◆ **Materials provided**:
◆ ◆ ◆ ◆ ◆
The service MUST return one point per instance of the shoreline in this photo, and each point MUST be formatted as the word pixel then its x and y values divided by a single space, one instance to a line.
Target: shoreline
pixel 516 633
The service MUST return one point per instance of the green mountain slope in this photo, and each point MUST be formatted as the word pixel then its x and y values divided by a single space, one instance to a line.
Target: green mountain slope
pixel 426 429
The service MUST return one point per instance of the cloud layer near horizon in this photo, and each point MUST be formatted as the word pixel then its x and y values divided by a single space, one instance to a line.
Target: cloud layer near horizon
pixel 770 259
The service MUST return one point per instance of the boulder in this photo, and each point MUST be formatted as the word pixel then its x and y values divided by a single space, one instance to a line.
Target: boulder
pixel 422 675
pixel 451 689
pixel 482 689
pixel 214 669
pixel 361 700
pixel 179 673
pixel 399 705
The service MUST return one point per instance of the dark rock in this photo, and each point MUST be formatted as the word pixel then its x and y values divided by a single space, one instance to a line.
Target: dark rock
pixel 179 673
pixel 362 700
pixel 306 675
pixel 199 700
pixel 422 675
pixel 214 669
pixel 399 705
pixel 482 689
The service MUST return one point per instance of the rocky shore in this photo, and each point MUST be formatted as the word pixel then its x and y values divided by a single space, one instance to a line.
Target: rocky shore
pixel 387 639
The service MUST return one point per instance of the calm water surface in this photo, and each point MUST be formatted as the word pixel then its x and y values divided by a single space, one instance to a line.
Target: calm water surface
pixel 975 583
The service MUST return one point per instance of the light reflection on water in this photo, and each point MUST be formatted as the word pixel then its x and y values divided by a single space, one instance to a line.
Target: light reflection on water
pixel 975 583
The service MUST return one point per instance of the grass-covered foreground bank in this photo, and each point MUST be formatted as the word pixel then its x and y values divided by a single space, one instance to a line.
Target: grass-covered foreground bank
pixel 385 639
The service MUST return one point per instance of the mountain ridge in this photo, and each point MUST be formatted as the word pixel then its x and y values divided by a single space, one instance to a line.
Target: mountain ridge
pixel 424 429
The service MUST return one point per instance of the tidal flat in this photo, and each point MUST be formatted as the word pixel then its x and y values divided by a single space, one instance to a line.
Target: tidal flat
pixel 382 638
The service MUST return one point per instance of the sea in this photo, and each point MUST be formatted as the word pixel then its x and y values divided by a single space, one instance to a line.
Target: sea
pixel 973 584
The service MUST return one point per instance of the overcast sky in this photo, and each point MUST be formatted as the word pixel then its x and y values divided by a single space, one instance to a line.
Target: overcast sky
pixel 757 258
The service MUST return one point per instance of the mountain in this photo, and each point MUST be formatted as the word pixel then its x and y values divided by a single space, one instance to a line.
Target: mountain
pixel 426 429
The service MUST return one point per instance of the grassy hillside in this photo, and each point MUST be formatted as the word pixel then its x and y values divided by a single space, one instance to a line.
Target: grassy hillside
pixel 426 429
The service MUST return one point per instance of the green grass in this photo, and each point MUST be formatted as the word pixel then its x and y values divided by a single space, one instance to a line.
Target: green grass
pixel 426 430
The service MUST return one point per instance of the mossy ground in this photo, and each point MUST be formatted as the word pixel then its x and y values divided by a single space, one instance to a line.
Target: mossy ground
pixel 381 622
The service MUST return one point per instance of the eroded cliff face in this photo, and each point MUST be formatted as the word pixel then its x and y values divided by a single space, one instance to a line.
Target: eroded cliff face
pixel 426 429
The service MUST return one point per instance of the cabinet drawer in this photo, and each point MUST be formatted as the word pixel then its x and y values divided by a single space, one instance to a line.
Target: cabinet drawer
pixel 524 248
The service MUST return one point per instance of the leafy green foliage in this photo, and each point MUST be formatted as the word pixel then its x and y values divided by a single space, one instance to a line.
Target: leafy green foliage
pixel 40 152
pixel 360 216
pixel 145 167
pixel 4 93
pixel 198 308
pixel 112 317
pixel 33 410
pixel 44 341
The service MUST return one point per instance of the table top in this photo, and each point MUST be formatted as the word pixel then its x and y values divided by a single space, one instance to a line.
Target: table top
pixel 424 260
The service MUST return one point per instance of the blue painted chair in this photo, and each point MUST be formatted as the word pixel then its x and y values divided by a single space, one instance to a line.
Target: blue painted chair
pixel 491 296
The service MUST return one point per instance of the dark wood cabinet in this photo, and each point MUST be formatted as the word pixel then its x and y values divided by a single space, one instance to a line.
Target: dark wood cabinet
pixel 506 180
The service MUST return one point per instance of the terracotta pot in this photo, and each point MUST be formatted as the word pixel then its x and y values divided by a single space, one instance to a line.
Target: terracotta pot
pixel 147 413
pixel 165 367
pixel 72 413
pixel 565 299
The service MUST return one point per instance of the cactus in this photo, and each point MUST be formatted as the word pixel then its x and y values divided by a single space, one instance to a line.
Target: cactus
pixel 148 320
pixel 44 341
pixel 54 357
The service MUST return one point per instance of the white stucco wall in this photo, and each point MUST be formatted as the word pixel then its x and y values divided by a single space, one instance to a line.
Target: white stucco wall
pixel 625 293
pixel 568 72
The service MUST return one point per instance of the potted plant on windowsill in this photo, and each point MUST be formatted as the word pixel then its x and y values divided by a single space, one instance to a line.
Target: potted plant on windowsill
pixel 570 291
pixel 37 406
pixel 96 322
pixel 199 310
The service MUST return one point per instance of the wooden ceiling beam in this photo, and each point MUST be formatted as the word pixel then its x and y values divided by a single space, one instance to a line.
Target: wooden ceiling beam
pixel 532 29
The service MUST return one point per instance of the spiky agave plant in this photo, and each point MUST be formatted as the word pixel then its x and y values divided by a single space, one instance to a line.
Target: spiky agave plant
◆ ◆ ◆ ◆ ◆
Reproduce all of the data above, swapping "divided by" for "separated by" wherever it occurs and leaving everything else unchanged.

◆ **Worked solution**:
The service MUST return one point per instance of the shoreline in this photo, and each point MUST be formatted as the word pixel then its x and y values separated by a single space, one instance to a line.
Target: shoreline
pixel 516 633
The service MUST return one point per instance of the green mountain slope in this photo, and each point MUST be formatted as the word pixel then its x and y values separated by a single space, one instance to a line.
Target: green mountain slope
pixel 426 429
The service MUST return one point per instance of the cloud layer near horizon in this photo, and each point MUST be formatted as the word pixel then its x and y values separated by a single space, one instance to a line.
Target: cloud layer near horizon
pixel 770 259
The service MUST return one point per instance of the boulder in this photo, and each point MUST be formatted as the word pixel then its x and y values separated by a single space, one instance to a line.
Target: boulder
pixel 422 675
pixel 451 689
pixel 482 689
pixel 214 669
pixel 361 700
pixel 179 673
pixel 399 705
The service MUST return one point per instance of the dark rock in this photo, and each point MUST be formatted as the word pixel then its x and y values separated by a single space, one instance to a line.
Target: dark rock
pixel 179 673
pixel 362 700
pixel 306 675
pixel 199 700
pixel 422 675
pixel 214 669
pixel 399 705
pixel 482 689
The service MUST return one point per instance of the rocky shore in this photo, and each point MUST be formatted as the word pixel then its x and y values separated by a single space, one instance to a line.
Target: rocky shore
pixel 387 639
The service MUST return one point per instance of the calm water surface in this photo, and each point MUST be formatted as the word pixel then its x and y values separated by a single space, one instance to a line.
Target: calm water surface
pixel 975 583
The service MUST return one point per instance of the light reflection on water in this photo, and each point MUST be formatted as the word pixel then its x and y values separated by a single space, one instance to a line.
Target: light reflection on water
pixel 975 583
The service MUST return one point per instance of the grass-covered foreground bank in this photo, and each point MUST be formatted as the word pixel then its x and y values separated by a single space, one instance to a line.
Target: grass-covered foreground bank
pixel 385 639
The service MUST return one point per instance of the mountain ridge in this photo, and each point MUST be formatted as the word pixel then its x and y values separated by a single space, one instance to a line.
Target: mountain ridge
pixel 424 429
The service MUST return one point per instance of the tidal flat in this photo, and each point MUST be formatted as the word pixel then its x and y values separated by a single space, one instance to a line.
Target: tidal flat
pixel 382 638
The service MUST return one point per instance of the sea in this photo, and each point MUST be formatted as the word pixel then its x and y values separated by a single space, one instance to a line.
Target: sea
pixel 973 584
The service MUST return one point per instance of the overcast sky in this photo, and each point MUST be formatted as the word pixel then its x and y values separated by a single space, one instance to a line.
Target: overcast sky
pixel 757 258
The service MUST return one point per instance of the mountain in this photo, and each point MUST be formatted as the word pixel then its x and y values separated by a single space, one instance to a line.
Target: mountain
pixel 426 429
The service MUST return one point per instance of the grassy hillside in this photo, and each point MUST be formatted as the word pixel then its x and y values separated by a single space, one instance to a line.
Target: grassy hillside
pixel 426 429
The service MUST return one point per instance of the green grass in this photo, and each point MUST be formatted as the word pixel then its x and y values separated by a single space, one instance to a line.
Target: green grass
pixel 426 430
The service MUST return one point per instance of the mossy ground in this photo, and each point MUST be formatted as the word pixel then its x and y values separated by a single space, one instance to a line.
Target: mossy ground
pixel 381 622
The service MUST return one point per instance of the eroded cliff face in this photo, and each point MUST be formatted as the word pixel then its x and y values separated by a single space, one instance to a line.
Target: eroded cliff face
pixel 426 429
The service MUST return one point per instance of the cabinet drawer in this photo, and each point MUST be formatted as the word pixel then its x and y values separated by a single space, one instance to a line.
Target: cabinet drawer
pixel 524 248
The service MUST return one point per instance of the leafy green foliage in this photo, and each point MUST be formatted as the word pixel then its x and y values separated by a single space, one instance to a line.
Target: leafy green foliage
pixel 40 152
pixel 360 216
pixel 145 167
pixel 4 93
pixel 198 308
pixel 112 317
pixel 33 410
pixel 44 341
The service MUST return one point per instance of the table top in this photo, and each point MUST be formatted as the word pixel then its x and y values separated by a single space, one instance to a line.
Target: table top
pixel 424 260
The service MUST return one point per instance of the blue painted chair in this photo, and each point MUST be formatted as the word pixel then its x and y values separated by a single space, one instance to a line.
Target: blue painted chair
pixel 491 296
The service MUST return one point per instance of the dark wood cabinet in this photo, and each point MUST be formatted as the word pixel then its x and y values separated by a single space, one instance to a line.
Target: dark wood cabinet
pixel 506 180
The service MUST return one point per instance of the terracotta pot in this photo, and each point MUST be formatted as the word pixel then its x and y values separated by a single space, one instance to a line.
Target: terracotta pot
pixel 147 413
pixel 165 367
pixel 72 413
pixel 565 299
The service MUST return one point per instance of the cactus in this photo, and each point MUST be formatted as the word pixel then its x and y values separated by a single space, one instance to a line.
Target: cactus
pixel 148 320
pixel 44 341
pixel 54 357
The service MUST return one point per instance of the white stucco wall in this photo, and each point MUST be formatted as the word pixel then its x and y values separated by a single space, one instance to a line.
Target: white stucco wall
pixel 625 293
pixel 568 72
The service MUST return one point per instance of the potted plant on windowsill in this photo, and each point MUST be formatted as the word pixel then its x and y values separated by a single space, one instance to a line.
Target: potted plant on windowsill
pixel 570 291
pixel 37 406
pixel 96 322
pixel 199 310
The service MUST return one point per instance of the wooden ceiling beam in this photo, and each point MUST be formatted as the word pixel then its x and y values separated by a single space, one instance to a line.
Target: wooden ceiling beam
pixel 532 29
The service MUST return one point per instance of the spiky agave plant in this photo, and each point MUST be formatted as the word pixel then its x and y values separated by a single space, one instance to a line.
Target: spiky agave plant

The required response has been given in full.